PROVIDED DATA:
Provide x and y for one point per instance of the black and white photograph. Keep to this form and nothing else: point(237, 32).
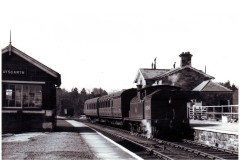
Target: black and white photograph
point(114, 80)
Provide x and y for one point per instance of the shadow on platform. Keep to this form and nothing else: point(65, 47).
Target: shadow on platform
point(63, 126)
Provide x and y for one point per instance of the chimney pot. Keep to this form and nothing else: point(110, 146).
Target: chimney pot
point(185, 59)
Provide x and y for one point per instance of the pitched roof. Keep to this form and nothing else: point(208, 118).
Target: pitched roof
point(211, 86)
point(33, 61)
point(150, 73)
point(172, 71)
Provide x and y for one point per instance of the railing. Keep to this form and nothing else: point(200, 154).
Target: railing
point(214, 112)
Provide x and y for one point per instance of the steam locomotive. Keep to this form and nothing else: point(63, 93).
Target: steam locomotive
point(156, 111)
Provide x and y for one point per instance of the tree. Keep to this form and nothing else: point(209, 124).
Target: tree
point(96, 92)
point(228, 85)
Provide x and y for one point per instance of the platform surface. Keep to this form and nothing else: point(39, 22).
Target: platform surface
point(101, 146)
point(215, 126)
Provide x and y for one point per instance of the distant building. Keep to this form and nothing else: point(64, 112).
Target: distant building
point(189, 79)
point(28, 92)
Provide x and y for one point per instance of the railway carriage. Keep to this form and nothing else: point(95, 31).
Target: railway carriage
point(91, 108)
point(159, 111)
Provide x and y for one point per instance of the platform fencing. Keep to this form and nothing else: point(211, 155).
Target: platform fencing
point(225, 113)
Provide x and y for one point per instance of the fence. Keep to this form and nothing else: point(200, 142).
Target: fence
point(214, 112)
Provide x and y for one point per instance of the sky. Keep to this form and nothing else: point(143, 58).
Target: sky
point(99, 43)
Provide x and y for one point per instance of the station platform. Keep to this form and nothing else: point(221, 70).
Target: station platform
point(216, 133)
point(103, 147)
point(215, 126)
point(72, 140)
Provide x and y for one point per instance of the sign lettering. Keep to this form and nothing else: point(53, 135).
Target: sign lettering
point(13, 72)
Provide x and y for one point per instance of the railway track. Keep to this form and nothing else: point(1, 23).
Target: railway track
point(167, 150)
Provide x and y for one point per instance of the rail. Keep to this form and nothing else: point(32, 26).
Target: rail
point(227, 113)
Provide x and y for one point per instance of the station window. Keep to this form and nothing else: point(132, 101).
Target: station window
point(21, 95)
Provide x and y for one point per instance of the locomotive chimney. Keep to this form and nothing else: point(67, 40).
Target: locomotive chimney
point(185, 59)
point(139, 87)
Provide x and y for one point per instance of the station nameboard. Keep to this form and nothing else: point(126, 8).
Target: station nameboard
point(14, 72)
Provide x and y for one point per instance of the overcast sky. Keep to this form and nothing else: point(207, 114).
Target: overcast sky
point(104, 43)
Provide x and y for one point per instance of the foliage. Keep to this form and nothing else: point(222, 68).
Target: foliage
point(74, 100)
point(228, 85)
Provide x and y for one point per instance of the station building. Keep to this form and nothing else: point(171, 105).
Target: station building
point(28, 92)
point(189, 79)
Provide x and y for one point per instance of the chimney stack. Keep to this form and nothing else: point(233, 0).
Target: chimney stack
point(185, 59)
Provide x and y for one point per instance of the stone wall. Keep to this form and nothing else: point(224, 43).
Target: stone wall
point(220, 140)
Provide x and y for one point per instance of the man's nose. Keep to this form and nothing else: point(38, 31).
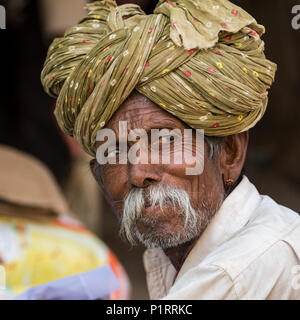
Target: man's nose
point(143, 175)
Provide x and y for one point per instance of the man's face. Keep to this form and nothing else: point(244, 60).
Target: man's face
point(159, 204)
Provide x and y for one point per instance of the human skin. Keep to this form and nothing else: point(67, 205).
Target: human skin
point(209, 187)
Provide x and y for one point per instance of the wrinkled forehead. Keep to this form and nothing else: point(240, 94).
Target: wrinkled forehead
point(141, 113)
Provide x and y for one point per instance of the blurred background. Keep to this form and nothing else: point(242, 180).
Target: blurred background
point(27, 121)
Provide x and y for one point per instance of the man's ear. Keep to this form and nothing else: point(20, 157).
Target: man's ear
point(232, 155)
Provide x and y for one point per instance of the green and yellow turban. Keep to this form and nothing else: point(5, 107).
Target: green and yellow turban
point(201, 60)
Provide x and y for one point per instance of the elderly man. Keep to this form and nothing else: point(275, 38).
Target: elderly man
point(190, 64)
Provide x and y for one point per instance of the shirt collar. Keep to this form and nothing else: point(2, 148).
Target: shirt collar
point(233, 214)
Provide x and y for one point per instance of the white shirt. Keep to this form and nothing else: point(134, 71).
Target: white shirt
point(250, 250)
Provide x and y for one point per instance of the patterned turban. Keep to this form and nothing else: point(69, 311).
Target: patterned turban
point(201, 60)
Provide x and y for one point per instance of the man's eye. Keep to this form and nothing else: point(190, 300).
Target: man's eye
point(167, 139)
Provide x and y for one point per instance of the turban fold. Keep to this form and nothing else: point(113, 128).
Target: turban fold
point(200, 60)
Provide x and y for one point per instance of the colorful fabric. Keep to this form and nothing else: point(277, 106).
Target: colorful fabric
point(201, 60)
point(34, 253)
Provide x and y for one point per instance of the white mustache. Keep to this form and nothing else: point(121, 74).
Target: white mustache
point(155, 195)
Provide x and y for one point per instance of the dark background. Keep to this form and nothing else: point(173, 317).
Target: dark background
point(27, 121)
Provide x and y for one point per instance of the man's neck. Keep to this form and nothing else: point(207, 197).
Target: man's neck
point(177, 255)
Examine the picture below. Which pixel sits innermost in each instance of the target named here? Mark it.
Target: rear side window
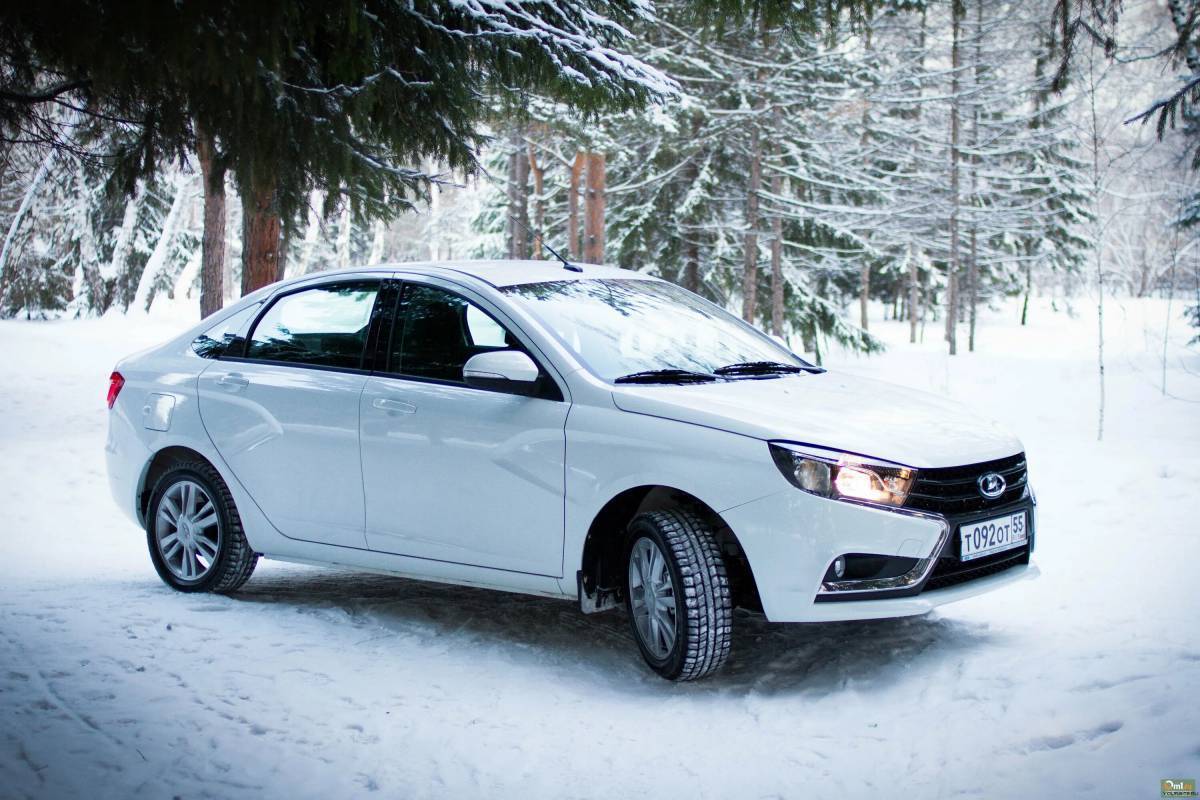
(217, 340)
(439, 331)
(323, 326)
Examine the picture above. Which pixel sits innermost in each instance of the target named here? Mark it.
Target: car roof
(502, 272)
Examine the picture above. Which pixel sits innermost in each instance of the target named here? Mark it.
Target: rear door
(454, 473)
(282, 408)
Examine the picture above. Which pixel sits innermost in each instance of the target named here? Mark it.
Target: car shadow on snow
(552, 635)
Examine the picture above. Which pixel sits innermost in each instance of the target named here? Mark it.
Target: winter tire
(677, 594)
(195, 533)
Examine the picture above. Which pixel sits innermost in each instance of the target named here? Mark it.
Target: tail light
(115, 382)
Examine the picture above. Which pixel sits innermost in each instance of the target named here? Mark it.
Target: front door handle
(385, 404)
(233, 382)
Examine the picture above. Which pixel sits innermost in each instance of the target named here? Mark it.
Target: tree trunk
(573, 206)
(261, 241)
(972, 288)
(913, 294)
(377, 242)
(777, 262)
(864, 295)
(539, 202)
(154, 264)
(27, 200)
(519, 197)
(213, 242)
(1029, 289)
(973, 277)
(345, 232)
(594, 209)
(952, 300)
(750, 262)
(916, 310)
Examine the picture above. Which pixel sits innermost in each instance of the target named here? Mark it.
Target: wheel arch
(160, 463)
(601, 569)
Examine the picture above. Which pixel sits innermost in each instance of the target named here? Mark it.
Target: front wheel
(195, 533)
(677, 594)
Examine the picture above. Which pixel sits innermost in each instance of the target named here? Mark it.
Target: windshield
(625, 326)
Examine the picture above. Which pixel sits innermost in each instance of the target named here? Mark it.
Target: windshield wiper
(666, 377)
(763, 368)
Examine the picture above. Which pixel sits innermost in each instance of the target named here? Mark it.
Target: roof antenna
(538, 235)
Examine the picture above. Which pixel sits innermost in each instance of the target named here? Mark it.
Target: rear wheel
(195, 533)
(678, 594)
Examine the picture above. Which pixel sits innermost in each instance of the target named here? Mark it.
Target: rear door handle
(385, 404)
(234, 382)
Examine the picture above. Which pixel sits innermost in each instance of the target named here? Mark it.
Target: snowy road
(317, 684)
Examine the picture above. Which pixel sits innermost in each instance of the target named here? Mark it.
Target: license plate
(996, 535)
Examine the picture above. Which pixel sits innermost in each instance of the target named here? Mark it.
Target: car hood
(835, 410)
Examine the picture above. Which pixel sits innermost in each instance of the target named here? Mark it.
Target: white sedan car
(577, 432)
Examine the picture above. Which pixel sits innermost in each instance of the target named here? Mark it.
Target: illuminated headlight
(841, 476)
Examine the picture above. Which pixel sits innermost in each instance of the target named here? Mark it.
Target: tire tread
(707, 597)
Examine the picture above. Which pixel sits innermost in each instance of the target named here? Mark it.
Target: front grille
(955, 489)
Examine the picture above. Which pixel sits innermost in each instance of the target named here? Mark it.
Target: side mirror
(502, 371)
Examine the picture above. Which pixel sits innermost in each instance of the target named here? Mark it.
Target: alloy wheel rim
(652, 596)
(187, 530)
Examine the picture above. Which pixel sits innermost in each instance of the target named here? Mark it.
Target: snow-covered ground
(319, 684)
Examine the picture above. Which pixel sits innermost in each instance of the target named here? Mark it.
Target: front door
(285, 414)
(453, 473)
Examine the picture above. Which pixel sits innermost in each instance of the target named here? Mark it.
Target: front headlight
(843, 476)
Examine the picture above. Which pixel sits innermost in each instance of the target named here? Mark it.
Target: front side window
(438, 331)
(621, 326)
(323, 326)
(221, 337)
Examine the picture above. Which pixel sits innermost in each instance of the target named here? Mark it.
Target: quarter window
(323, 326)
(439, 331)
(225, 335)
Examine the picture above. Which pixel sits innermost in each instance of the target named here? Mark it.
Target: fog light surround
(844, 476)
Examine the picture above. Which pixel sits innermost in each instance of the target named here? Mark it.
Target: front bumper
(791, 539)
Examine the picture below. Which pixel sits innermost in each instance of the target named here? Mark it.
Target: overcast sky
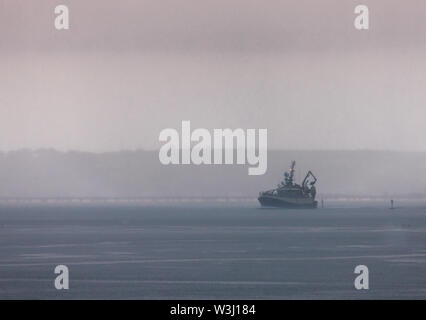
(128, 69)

TASK OBJECTIVE:
Everything from the first line of the entries through the line that contains "else: point(65, 47)." is to be reproduced exactly, except the pictures.

TASK RESPONSE:
Provide x and y for one point per instance of the black and white photograph. Keep to this form and nothing else: point(237, 32).
Target: black and white photograph
point(114, 80)
Provide x and y for one point per instance of the shadow on platform. Keep to this form and nothing else: point(65, 47).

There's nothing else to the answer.